WHAT YOU NEED TO DO:
Omit the pictures, but give back every entry below exactly as written.

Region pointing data
★ ★ ★
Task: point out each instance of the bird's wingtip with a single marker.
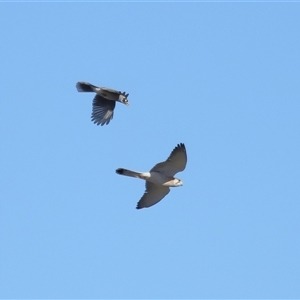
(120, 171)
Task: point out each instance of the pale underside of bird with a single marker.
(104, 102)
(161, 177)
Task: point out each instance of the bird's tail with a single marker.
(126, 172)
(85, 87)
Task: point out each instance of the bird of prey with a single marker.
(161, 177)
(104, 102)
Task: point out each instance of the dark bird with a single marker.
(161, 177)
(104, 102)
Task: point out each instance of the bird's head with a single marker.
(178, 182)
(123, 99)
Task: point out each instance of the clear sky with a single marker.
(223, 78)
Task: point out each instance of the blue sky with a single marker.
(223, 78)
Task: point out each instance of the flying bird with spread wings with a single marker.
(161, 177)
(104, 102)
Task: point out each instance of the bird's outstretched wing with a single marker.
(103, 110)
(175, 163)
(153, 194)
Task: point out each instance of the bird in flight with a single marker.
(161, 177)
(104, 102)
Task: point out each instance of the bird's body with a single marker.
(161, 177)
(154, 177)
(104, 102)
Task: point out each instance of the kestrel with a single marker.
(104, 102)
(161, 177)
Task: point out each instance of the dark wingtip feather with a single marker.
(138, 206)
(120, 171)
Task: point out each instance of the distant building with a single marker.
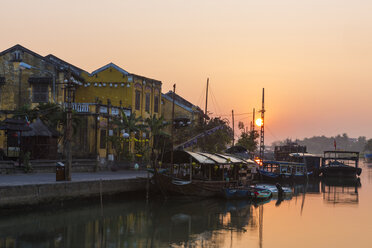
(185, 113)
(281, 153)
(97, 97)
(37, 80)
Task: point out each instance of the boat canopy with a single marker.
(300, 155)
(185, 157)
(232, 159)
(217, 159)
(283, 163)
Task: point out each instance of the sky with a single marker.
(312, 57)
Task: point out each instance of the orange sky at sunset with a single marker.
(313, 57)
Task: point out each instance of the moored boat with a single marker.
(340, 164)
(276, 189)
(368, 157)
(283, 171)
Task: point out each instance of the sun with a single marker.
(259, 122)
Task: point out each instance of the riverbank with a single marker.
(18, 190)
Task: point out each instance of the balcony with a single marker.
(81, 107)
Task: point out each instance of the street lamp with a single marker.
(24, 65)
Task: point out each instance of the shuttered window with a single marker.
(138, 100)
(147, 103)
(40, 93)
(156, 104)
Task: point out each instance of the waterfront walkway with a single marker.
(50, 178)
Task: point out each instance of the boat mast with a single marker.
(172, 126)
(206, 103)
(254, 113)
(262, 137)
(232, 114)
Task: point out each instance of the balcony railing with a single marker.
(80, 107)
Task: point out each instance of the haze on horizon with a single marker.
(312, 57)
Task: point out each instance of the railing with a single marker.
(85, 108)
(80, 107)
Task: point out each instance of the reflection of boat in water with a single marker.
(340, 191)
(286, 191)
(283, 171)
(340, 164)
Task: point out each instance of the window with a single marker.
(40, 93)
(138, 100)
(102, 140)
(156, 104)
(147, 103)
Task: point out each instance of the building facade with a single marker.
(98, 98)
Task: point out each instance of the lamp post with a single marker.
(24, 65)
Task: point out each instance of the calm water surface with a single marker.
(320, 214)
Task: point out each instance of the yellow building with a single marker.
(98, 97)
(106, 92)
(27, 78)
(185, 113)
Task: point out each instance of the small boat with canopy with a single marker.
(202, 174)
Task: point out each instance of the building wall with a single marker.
★ ★ ★
ANSWER:
Task: point out each instance of the bird's wingtip with a single marker.
(120, 171)
Task: point out each instance of the pale underside of bird with a single marker.
(104, 102)
(161, 177)
Task: point out each instance of the bird's tail with a single marker.
(126, 172)
(85, 87)
Task: point out each instance of the bird of prey with a single marker.
(161, 177)
(104, 102)
Task: point out each instance of the dark bird with a single marker.
(161, 177)
(104, 102)
Task: point out each instance of the bird's head with a single marker.
(178, 182)
(123, 99)
Task: point out each instance of the clear sky with a single marker.
(223, 78)
Task: point out each instance of the blue sky with a single marker.
(223, 78)
Task: point out each instance of the flying bird with spread wings with a single marker.
(161, 177)
(104, 102)
Task: point out each instance of the bird's outstretched wing with a single marker.
(103, 110)
(175, 163)
(153, 194)
Task: point out each instance of the bird in flight with a single marker.
(161, 177)
(104, 102)
Task: point out each instance of the bird's body with a single marker.
(161, 177)
(154, 177)
(104, 102)
Task: point out each instance of the kestrel with a single marker.
(104, 102)
(161, 177)
Task: point out each instance of the dark wingtip feather with a single marker.
(138, 206)
(120, 171)
Task: point out each instance of the distant building with a single marker.
(185, 113)
(281, 153)
(97, 97)
(37, 80)
Task: point out each instance of the boat canopy with a single marker.
(300, 155)
(185, 157)
(232, 159)
(217, 159)
(283, 163)
Task: point out each instance of the sky with a single marker.
(312, 57)
Task: point out each instance of the orange sky at sunset with a single marker.
(313, 57)
Task: point out each instance of the moored boat with a single marker.
(340, 164)
(276, 189)
(368, 157)
(283, 171)
Task: point out each instance of the sun with a single marker.
(259, 122)
Task: point out each instance of the riverbank with a single marker.
(18, 190)
Task: point out each instance of the balcony with a single marker.
(81, 107)
Task: point out each instance of the street lamp with a single marker.
(24, 65)
Task: point out each instance of the shuttered window with a single marker.
(138, 100)
(147, 103)
(40, 93)
(156, 104)
Task: point out each instance of the waterfront walkway with a single marker.
(50, 178)
Task: point out each instance of the boat mast with a single marker.
(172, 126)
(206, 103)
(254, 113)
(262, 137)
(232, 114)
Task: point out each instance of the balcony railing with a single marker.
(80, 107)
Task: point out each instance of the haze on horizon with a single marker.
(312, 57)
Task: point out each instance of the railing with a single marker.
(85, 108)
(80, 107)
Task: point out each instance of the reflection of boat in water with a single marker.
(340, 191)
(286, 191)
(283, 171)
(340, 164)
Task: point out each instance of the window with a single marker.
(40, 93)
(138, 100)
(102, 140)
(156, 104)
(147, 103)
Task: point out each instance of the building facade with a single marker.
(98, 98)
Task: point out each instance of the lamp post with a single marker.
(24, 65)
Task: point out each instance of the calm water surface with a single marker.
(320, 214)
Task: point out each instance of the yellow building with a single marker.
(98, 97)
(106, 92)
(27, 78)
(185, 113)
Task: point out each instance of the small boat with canopy with a single marker.
(202, 174)
Task: point out each instance of the building wall with a single marker.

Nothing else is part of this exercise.